══ INFORMATION GIVEN ══
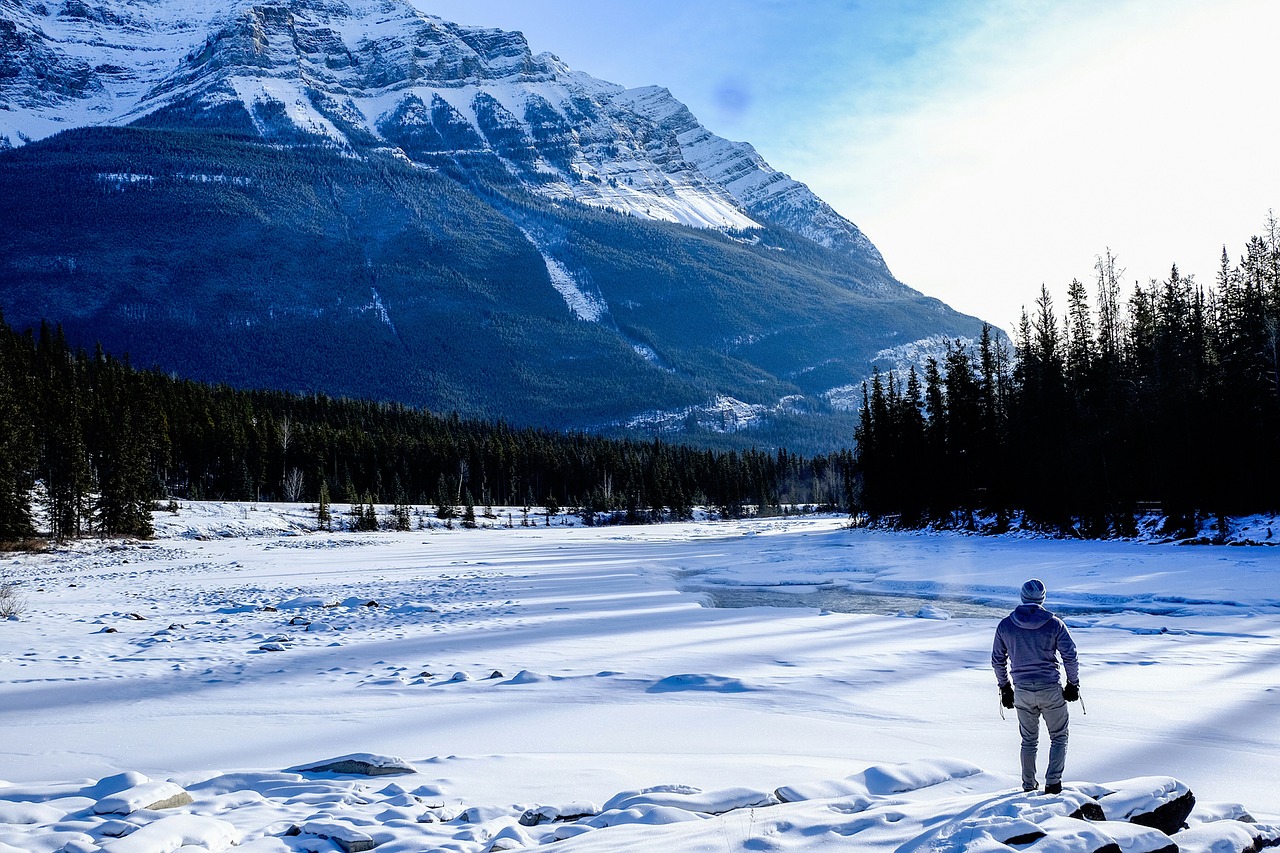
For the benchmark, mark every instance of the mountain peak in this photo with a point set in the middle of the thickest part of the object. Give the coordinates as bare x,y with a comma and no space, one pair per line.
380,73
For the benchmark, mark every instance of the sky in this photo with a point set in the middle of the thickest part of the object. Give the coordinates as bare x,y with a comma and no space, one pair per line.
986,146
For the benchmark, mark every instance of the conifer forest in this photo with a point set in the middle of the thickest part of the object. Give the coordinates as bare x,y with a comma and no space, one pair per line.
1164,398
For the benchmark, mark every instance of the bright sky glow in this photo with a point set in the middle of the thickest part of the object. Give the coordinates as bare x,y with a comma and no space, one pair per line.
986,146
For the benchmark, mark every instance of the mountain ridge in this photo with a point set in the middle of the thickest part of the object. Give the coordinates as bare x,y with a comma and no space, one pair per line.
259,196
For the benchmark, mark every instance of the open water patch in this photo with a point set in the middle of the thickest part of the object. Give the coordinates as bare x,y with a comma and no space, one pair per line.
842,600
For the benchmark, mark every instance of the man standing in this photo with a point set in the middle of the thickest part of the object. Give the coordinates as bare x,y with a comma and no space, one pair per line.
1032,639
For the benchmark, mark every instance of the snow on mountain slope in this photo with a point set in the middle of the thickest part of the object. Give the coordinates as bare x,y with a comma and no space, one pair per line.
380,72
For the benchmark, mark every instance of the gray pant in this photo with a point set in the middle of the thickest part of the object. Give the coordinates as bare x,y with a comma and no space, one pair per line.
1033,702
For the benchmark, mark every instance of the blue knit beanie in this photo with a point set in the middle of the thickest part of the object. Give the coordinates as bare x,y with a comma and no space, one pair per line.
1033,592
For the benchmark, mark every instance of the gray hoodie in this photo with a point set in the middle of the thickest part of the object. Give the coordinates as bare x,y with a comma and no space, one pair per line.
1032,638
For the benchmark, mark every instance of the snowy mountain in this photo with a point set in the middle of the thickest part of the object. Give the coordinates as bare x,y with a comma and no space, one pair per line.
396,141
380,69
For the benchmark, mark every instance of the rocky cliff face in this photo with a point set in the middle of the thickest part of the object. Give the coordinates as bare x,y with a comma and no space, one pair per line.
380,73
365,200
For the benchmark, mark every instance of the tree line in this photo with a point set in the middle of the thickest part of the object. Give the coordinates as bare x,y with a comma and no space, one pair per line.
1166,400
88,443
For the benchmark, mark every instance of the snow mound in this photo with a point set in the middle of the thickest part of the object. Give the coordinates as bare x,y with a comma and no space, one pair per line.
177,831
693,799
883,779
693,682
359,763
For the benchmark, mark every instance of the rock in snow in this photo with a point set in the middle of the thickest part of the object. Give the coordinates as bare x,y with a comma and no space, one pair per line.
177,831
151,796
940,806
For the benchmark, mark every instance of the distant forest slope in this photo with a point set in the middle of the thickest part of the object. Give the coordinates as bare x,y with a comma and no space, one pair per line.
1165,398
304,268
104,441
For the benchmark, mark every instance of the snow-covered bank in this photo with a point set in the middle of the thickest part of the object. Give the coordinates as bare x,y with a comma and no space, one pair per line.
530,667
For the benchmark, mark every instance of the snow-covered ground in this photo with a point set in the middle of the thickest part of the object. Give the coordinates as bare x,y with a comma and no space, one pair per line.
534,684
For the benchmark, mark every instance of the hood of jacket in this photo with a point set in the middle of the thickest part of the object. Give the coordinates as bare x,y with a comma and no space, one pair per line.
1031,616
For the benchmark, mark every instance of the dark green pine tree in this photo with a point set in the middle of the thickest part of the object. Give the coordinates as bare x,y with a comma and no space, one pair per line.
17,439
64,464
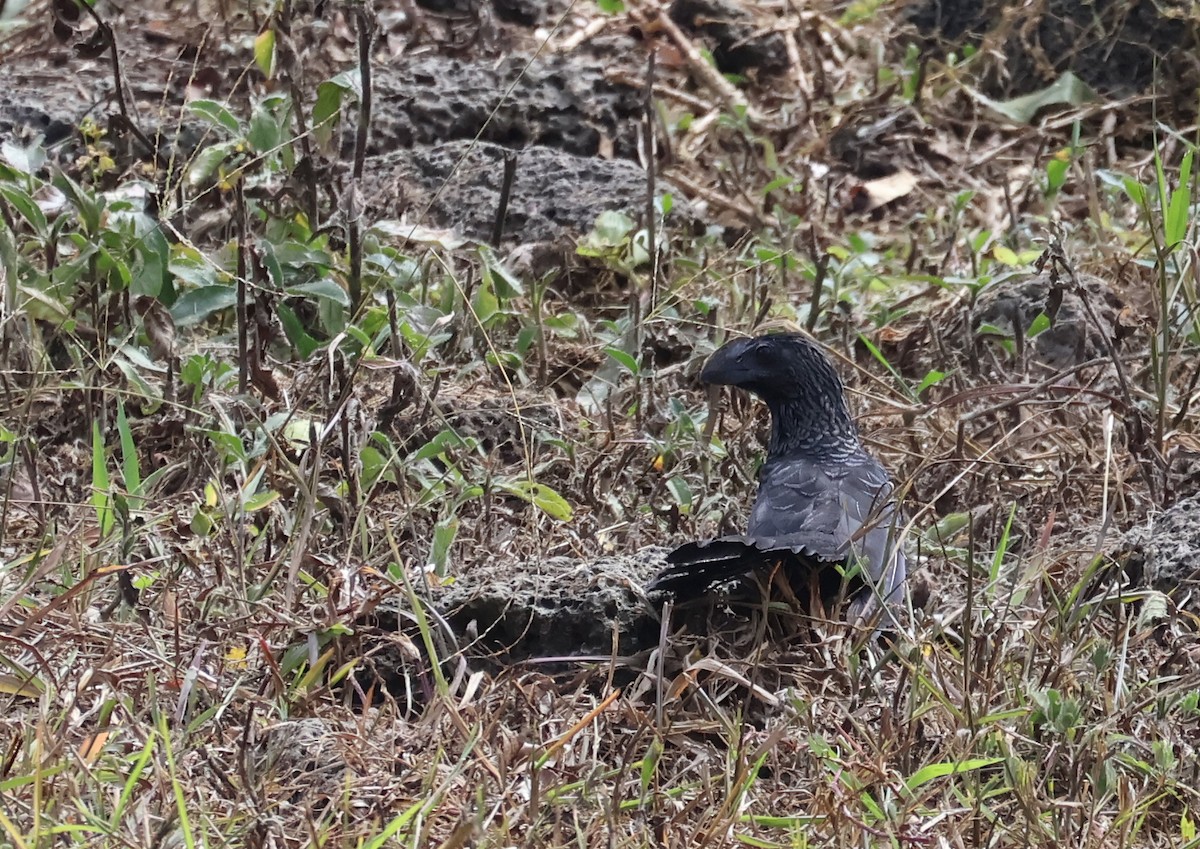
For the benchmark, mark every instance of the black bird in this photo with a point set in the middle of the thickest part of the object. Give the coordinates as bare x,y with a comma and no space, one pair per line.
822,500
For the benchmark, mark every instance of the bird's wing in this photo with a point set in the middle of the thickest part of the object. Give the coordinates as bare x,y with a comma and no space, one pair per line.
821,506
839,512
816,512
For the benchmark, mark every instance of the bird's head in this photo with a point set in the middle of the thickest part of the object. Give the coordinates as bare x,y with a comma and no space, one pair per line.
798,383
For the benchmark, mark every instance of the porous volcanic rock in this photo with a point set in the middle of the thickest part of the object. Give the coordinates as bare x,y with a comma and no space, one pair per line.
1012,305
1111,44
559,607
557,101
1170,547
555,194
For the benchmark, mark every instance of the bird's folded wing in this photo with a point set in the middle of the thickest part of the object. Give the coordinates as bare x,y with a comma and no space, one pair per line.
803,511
═══
GIVEN INSTRUCTION:
Apart from the pictures, the entries above are to be repeated in full and exactly.

OUTPUT FOR THIS EXERCISE:
For the benchmark, mark every instance of the mountain peak in this photo with a point set in the middle of the thickest part of the object. Give the coordinates as bare x,y with a comma and no space, one pair per line.
380,73
For the benchmark, mark every instance of the sky in this photo with a point set in the middle of the thickest part of the object. Give the coordinates as bare x,y with a comma and no space, one pair per line.
986,146
For the benchmark, mark every instance of the conifer forest in this photo with a point set in the middle of the thickest part of the object. Give the coordinates as bare x,y with a comma and no space, one pair per line.
1164,398
For the benchmark, mark every instance of the bright sky glow in this photo with a point set in the middle of the thickest part of the object. Give the coordinates as bare x,y with a comma and no space, one pair per line.
986,146
For the benchmark, mark every instance of the mountain ridge in this photo with a point set in the middle of the thickest part of the object. Give the coordinates as bare x,y with a comma and no space, one pair per line.
259,196
For the benchmark, mark every instance of the open water patch in this photo with a point set in the middle of the thickest part of the object. Give the coordinates as bare x,y with a comma and no space, one pair per line.
842,600
For the benchmark, mark every instance of the man standing in this photo with a point set in the middle of the thickest part of the object. Give the coordinates as bare x,y with a comma and no space, one pair per line.
1032,639
For the benchmark, mark every instance of the snow on mountain slope in this photo with a point set in the middle of the thickest part of the object. Give the coordinates as bare x,y with a comma and no space, one pair per line.
380,72
For the benchmark, mark every instance of the gray pant in this photo with a point set in the middle of the thickest part of the object. Give the coordinates as bare x,y with a comma and no space, one pair per line.
1033,702
For the benchmark, mark every instance of the blue knit beanie in this photo with a point set in the middle of the thickest part of the object. Give the coordinates as bare x,y with a comma and no space, one pair per line.
1033,592
For the benchmark, mark every instance of the gray hoodie in this photo with a point set in the middle of the thickest part of the object. Give the coordinates as bare x,y with a comma and no space, one pair per line.
1032,638
For the benchmark, mark every instance of the snowy mountain in this photo with a point set in the middle of the thickest part of the object. Give the coordinates as bare x,y with a comma and no space, one pair per line.
396,141
380,69
For the benchmark, mark every instance of the rocky cliff face in this photo with a point set in the middle of the thickest part of the object. Give the coordinates as bare x,y with a comma and no space, one pair per line.
380,73
365,200
For the benchmark, mark every instance of the tree line in this photo with a point set in the middle of the thickest part of the object. Give the coordinates as bare x,y with a comma and no space, one pair per line.
1166,400
88,443
For the benchmark, mark every instance of the snow mound in this photo with a point set in the middle of the thickest part of the object. Give the coordinates as bare x,y with a comma and no space, one pair per line.
177,831
693,799
883,779
693,682
359,763
For the benchmark, mark every instance of the rock in snow in this photo with a point set in the middle of the thickest part of the object. Give the coordinates as bare x,y with a comma and no space, one pair per line.
177,831
151,796
940,806
For the benchmark, mark every instance of the distant forest slope in this photo with a point set in the middle of the thickest part of the object. Give the coordinates as bare x,y with a comma and no space, one pair per line.
1165,398
304,268
104,441
For the benchmark, mark every instance of the snow-covered bank in this photo with a point set in the middle of the thickest part of the object. Give the coordinates as bare x,y with a comma and no space, one pair per line.
530,667
For the benchmark, mark every instance of the snow-covered ground in this photo with a point set in the middle of the thickest part of the object. Give the coordinates as bare x,y with a comma and no space, one pair per line.
534,684
For the benchmark, mark every instance of the hood of jacket in this photo with a point set in the middle of the thickest part of the object. Give the coordinates as bare x,y with a comma and no space, one pair per line.
1031,616
For the benchmark, mark every instance of the dark green pine tree in this photo with a point set in the middle of the thickest part of the object. Give the coordinates as bare x,y with a comma and no space, one pair per line.
17,439
64,464
For the benchmark, mark every instance of the black bird in this photo with a point set in the middle of the thickest part of the object. Give the coordinates as bare x,y with a comma and no space, one pair per line.
822,500
For the benchmark, mark every instance of the bird's wing in this photo with a point set in the middle of the thickest part of the object. Give the coordinates as bare x,y with a comma and no space, one pair per line.
821,506
839,512
816,512
For the benchmark, mark every instance of the bird's head in this photo with a point set in the middle of the thickest part of the object. Give the coordinates as bare x,y with a comma and no space, one pair per line.
798,383
For the benchmark, mark every instance of the porous volcanic rock in this photo with a point set in the middle of the thickest part of the object. Give the coordinates as bare x,y with a comma and no space, one pair per line.
1012,305
1111,44
559,607
557,101
1170,547
555,194
For the benchmark, mark every instance of the bird's folded wing in this photo with a point set in the middle of the thickest part of the object. Give the coordinates as bare x,y with a comma and no space, one pair per line.
803,511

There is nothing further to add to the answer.